What is asked:
a: Reproduce the passage of the cricket tour text that runs from "- Most wickets: Imran" up to and including "Sundeep Jora (82)", word for word.
b: For each statement below, say yes or no depending on whether it agrees with the cricket tour text, and quote the words from the cricket tour text that decide it. (i) Paras Khadka was one of the captains. (ii) The tour took place in March 2019. (iii) Abinash Bohara was named player of the Twenty20 International series.

Extracted text:
- United Arab Emirates / Nepal
- Dates: 25 January – 3 February 2019
- Captains: Mohammad Naveed / Paras Khadka

One Day International series
- Results: Nepal won the 3-match series 2–1
- Most runs: Shaiman Anwar (98) / Paras Khadka (156)
- Most wickets: Imran Haider (7) / Sompal Kami (7) Sandeep Lamichhane (7)

Twenty20 International series
- Results: Nepal won the 3-match series 2–1
- Most runs: Shaiman Anwar (103) / Sundeep Jora (82)
- Most wickets: Mohammad Naveed (5) Sultan Ahmed (5) / Abinash Bohara (6)
- Player of the series: Abinash Bohara (Nep)

= Nepalese cricket team in the United Arab Emirates in 2018–19 =

International cricket tour

The Nepal cricket team toured the United Arab Emirates in January and February 2019 to play three One Day Internationals (ODIs) and three Twenty20 International (T20I) matches, with all the fixtures taking place at the ICC Academy Ground in Dubai.

Given entries:
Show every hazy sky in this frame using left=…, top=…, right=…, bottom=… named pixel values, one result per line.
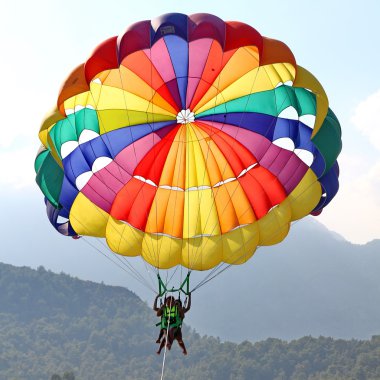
left=0, top=0, right=380, bottom=243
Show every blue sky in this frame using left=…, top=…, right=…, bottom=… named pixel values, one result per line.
left=0, top=0, right=380, bottom=243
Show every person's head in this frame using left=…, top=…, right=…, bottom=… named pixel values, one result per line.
left=165, top=296, right=175, bottom=306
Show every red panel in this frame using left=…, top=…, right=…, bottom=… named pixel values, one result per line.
left=197, top=122, right=257, bottom=177
left=110, top=178, right=157, bottom=230
left=224, top=21, right=263, bottom=54
left=239, top=166, right=286, bottom=218
left=84, top=36, right=119, bottom=83
left=188, top=13, right=226, bottom=47
left=260, top=37, right=297, bottom=67
left=133, top=126, right=179, bottom=184
left=121, top=51, right=180, bottom=112
left=118, top=20, right=152, bottom=62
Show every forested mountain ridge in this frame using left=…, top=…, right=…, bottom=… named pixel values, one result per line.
left=0, top=264, right=380, bottom=380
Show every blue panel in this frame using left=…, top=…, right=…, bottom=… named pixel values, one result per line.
left=103, top=120, right=173, bottom=158
left=273, top=118, right=298, bottom=141
left=59, top=176, right=79, bottom=218
left=79, top=134, right=111, bottom=167
left=313, top=161, right=339, bottom=212
left=45, top=198, right=76, bottom=236
left=196, top=112, right=277, bottom=141
left=151, top=13, right=189, bottom=45
left=62, top=148, right=91, bottom=185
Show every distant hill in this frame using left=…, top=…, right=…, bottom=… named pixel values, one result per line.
left=189, top=219, right=380, bottom=341
left=0, top=190, right=380, bottom=342
left=0, top=264, right=380, bottom=380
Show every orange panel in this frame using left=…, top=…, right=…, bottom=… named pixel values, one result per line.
left=212, top=186, right=239, bottom=233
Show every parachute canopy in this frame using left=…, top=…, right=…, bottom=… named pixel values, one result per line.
left=35, top=13, right=341, bottom=270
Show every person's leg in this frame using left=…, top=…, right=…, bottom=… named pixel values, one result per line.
left=167, top=327, right=176, bottom=350
left=157, top=329, right=167, bottom=355
left=176, top=328, right=187, bottom=355
left=156, top=329, right=165, bottom=343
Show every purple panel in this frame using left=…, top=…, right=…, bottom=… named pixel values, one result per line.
left=197, top=112, right=277, bottom=141
left=186, top=38, right=213, bottom=108
left=313, top=161, right=339, bottom=213
left=199, top=122, right=309, bottom=194
left=117, top=20, right=154, bottom=64
left=76, top=134, right=112, bottom=167
left=164, top=35, right=189, bottom=109
left=278, top=154, right=309, bottom=194
left=59, top=175, right=79, bottom=218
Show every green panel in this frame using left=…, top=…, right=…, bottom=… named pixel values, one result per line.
left=34, top=149, right=49, bottom=173
left=49, top=108, right=99, bottom=157
left=36, top=151, right=63, bottom=208
left=312, top=109, right=342, bottom=173
left=197, top=86, right=316, bottom=117
left=294, top=87, right=317, bottom=116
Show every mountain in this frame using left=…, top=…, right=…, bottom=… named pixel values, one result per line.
left=189, top=219, right=380, bottom=341
left=0, top=264, right=380, bottom=380
left=0, top=191, right=380, bottom=342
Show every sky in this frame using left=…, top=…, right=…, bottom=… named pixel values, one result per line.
left=0, top=0, right=380, bottom=247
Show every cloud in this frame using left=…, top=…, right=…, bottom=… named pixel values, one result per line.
left=351, top=90, right=380, bottom=150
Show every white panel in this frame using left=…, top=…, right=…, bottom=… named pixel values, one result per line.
left=61, top=140, right=78, bottom=159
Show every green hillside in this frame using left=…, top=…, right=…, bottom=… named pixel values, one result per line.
left=0, top=264, right=380, bottom=380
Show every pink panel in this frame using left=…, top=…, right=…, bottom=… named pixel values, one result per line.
left=199, top=121, right=308, bottom=194
left=115, top=133, right=161, bottom=175
left=186, top=38, right=213, bottom=108
left=144, top=38, right=176, bottom=82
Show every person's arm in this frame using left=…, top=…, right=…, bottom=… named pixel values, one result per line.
left=184, top=293, right=191, bottom=313
left=153, top=294, right=160, bottom=312
left=176, top=302, right=185, bottom=319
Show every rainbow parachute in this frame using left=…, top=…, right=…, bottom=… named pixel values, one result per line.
left=35, top=13, right=341, bottom=270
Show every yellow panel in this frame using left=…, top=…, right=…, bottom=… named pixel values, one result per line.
left=97, top=109, right=175, bottom=133
left=183, top=189, right=220, bottom=238
left=159, top=126, right=186, bottom=189
left=194, top=63, right=295, bottom=114
left=214, top=46, right=259, bottom=93
left=222, top=223, right=260, bottom=265
left=256, top=198, right=292, bottom=245
left=38, top=107, right=65, bottom=148
left=187, top=124, right=211, bottom=187
left=288, top=169, right=322, bottom=220
left=106, top=216, right=144, bottom=256
left=96, top=85, right=177, bottom=117
left=293, top=66, right=329, bottom=138
left=142, top=234, right=182, bottom=269
left=222, top=180, right=256, bottom=225
left=212, top=186, right=239, bottom=233
left=103, top=66, right=176, bottom=114
left=63, top=91, right=96, bottom=110
left=164, top=190, right=185, bottom=238
left=192, top=124, right=227, bottom=186
left=69, top=193, right=109, bottom=237
left=145, top=188, right=170, bottom=233
left=182, top=236, right=223, bottom=270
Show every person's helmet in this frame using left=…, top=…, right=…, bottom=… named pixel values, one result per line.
left=165, top=296, right=175, bottom=305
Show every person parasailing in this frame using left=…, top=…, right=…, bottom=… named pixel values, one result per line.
left=153, top=293, right=191, bottom=355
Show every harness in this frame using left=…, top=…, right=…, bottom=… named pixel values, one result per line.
left=159, top=305, right=182, bottom=329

Answers given:
a:
- Most wickets: Imran Haider (7) / Sompal Kami (7) Sandeep Lamichhane (7)

Twenty20 International series
- Results: Nepal won the 3-match series 2–1
- Most runs: Shaiman Anwar (103) / Sundeep Jora (82)

b:
(i) Yes: "Captains: Mohammad Naveed / Paras Khadka"
(ii) No: "The Nepal cricket team toured the United Arab Emirates in January and February 2019"
(iii) Yes: "Player of the series: Abinash Bohara (Nep)"